## Requirement
In the records below, the lines from the one with "Objective: provide one point per instance of the white shipping" through the last are to be printed exactly, and nothing else.

## Data for the task

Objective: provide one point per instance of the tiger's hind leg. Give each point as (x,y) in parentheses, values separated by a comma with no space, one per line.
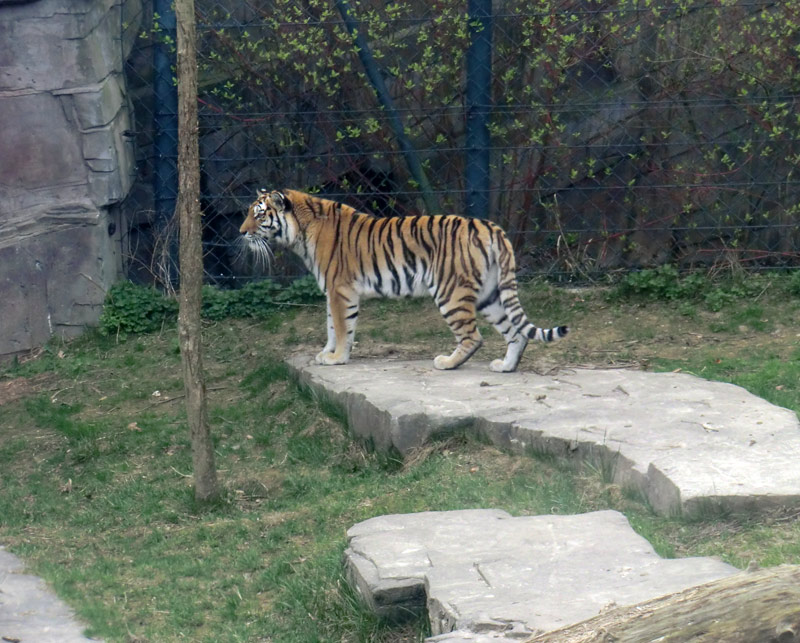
(495,313)
(460,316)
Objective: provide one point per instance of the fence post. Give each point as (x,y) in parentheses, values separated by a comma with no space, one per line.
(385,99)
(478,104)
(165,142)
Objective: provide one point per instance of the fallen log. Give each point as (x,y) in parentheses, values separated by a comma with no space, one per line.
(760,606)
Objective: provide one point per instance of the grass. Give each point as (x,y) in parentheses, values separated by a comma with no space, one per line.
(95,462)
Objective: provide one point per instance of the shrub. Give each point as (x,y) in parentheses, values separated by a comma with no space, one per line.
(136,309)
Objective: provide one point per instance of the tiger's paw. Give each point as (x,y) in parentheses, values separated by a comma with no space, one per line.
(499,366)
(328,358)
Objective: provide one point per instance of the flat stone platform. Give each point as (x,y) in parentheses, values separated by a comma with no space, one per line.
(483,575)
(685,442)
(30,611)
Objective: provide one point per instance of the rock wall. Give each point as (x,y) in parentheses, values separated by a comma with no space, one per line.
(66,163)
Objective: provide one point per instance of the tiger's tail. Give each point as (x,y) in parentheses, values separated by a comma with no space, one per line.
(504,257)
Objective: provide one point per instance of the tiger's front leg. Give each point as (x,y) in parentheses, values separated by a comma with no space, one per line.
(342,316)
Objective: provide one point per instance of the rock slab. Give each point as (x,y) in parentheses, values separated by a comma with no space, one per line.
(29,611)
(484,575)
(686,443)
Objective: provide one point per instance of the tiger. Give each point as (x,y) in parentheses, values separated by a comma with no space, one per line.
(467,265)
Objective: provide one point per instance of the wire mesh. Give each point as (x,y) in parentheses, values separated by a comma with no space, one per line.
(622,133)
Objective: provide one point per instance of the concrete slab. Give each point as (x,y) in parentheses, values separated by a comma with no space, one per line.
(685,442)
(29,611)
(484,575)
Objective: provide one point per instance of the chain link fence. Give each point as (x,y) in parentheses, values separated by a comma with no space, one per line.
(603,135)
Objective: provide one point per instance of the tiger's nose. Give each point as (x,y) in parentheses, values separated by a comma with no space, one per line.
(249,225)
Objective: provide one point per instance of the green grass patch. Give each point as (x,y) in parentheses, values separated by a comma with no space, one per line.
(95,458)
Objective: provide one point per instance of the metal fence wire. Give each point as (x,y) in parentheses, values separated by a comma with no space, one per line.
(603,135)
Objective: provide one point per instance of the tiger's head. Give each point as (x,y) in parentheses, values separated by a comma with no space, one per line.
(267,219)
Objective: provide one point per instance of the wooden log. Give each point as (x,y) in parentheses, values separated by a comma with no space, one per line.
(761,606)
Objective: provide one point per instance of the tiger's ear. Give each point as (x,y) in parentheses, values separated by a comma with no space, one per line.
(280,201)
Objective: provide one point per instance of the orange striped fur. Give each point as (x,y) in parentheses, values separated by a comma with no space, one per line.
(466,265)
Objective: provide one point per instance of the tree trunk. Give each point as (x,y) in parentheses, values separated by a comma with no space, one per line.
(191,257)
(752,607)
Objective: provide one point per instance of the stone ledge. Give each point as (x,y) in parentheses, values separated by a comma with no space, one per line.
(686,443)
(488,576)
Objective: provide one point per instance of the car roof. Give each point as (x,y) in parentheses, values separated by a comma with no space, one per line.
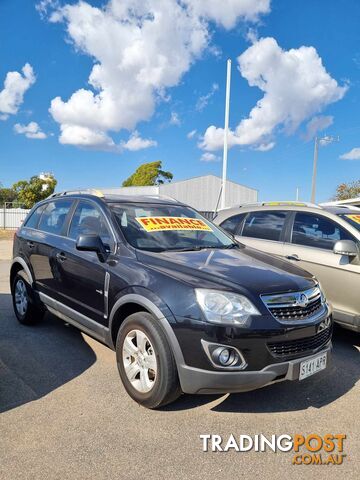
(111,198)
(346,210)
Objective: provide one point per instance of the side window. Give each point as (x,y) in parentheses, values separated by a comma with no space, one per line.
(231,224)
(317,231)
(266,225)
(53,217)
(33,220)
(88,219)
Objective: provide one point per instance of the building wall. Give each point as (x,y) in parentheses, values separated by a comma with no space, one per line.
(201,193)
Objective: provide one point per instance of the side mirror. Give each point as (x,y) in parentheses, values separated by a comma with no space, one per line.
(346,247)
(92,243)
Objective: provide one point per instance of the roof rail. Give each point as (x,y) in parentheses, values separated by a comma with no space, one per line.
(280,204)
(89,191)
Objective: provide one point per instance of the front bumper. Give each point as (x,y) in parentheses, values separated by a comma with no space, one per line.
(195,380)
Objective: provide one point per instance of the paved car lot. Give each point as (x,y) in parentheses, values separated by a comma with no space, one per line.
(64,413)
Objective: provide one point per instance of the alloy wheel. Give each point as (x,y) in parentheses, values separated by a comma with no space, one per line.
(139,361)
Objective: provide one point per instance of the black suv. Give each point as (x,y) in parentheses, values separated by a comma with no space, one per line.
(186,307)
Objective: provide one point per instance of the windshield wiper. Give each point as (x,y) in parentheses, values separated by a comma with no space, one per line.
(200,247)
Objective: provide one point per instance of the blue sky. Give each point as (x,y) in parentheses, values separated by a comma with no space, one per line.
(62,63)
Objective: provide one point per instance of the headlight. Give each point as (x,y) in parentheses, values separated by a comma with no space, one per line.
(225,307)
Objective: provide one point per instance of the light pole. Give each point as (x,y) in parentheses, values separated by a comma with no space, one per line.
(226,130)
(326,140)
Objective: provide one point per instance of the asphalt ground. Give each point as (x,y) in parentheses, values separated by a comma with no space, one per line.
(65,415)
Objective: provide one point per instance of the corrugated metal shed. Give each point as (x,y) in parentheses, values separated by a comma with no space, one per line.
(201,193)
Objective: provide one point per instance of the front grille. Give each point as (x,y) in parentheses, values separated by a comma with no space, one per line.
(296,313)
(291,306)
(295,347)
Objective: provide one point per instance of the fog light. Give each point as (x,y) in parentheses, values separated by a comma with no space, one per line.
(224,356)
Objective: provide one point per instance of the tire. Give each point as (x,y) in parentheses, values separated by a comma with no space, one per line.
(25,310)
(145,361)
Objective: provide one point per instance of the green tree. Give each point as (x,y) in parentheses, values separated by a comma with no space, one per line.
(29,192)
(148,174)
(6,195)
(348,190)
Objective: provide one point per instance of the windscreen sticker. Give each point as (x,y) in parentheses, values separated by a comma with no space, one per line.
(354,218)
(157,224)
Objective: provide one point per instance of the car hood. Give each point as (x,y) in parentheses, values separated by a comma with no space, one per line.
(243,267)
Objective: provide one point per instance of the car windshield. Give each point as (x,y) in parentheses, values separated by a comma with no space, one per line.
(352,218)
(158,228)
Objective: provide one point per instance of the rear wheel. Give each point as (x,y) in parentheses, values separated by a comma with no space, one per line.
(25,310)
(145,361)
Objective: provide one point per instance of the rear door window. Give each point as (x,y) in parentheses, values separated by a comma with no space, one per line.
(264,225)
(33,220)
(53,217)
(232,224)
(317,231)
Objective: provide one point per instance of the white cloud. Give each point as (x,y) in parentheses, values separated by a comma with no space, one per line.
(317,124)
(140,49)
(175,119)
(15,86)
(31,130)
(354,154)
(296,87)
(204,99)
(209,157)
(135,142)
(191,134)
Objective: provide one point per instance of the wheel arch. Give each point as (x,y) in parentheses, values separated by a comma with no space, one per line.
(17,265)
(132,303)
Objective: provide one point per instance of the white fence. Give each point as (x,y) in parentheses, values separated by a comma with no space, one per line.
(12,218)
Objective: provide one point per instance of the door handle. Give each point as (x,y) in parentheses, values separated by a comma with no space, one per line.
(61,256)
(293,257)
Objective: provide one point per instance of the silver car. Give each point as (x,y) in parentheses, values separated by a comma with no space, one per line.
(323,240)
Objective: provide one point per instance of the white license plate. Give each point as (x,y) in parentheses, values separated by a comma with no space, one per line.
(310,367)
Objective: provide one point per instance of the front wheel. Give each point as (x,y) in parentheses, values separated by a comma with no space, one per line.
(145,361)
(25,310)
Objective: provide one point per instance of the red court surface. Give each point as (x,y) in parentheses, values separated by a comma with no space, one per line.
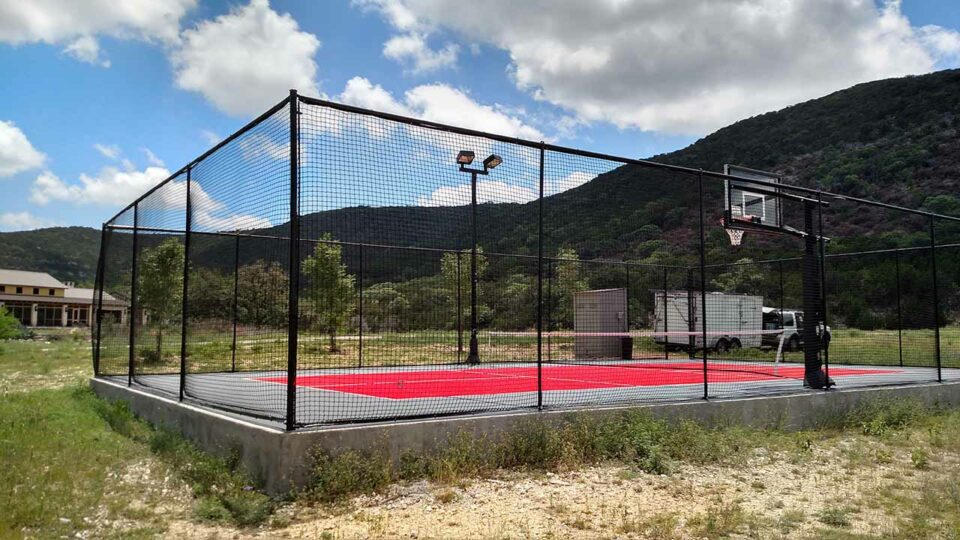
(505,380)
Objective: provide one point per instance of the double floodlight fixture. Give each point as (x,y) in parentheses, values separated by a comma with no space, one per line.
(466,157)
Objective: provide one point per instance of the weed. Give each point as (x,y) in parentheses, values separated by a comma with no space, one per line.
(348,473)
(834,517)
(920,459)
(447,496)
(719,521)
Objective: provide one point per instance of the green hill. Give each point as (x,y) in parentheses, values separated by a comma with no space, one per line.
(893,140)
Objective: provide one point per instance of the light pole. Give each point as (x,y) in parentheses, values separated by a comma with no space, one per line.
(465,158)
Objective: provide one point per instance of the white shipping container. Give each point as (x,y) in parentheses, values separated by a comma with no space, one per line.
(737,319)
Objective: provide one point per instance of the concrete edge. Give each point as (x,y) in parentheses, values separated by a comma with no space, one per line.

## Output below
Objective: provide one point per instance of the white shipping container. Give each point as (x,y) in parentheses, values separated by a comma with no space, one per line.
(737,319)
Objective: provide one point per instance of the concrete edge. Give each point as (x,y) in parentheses, values separated by a comma with no space, one per line.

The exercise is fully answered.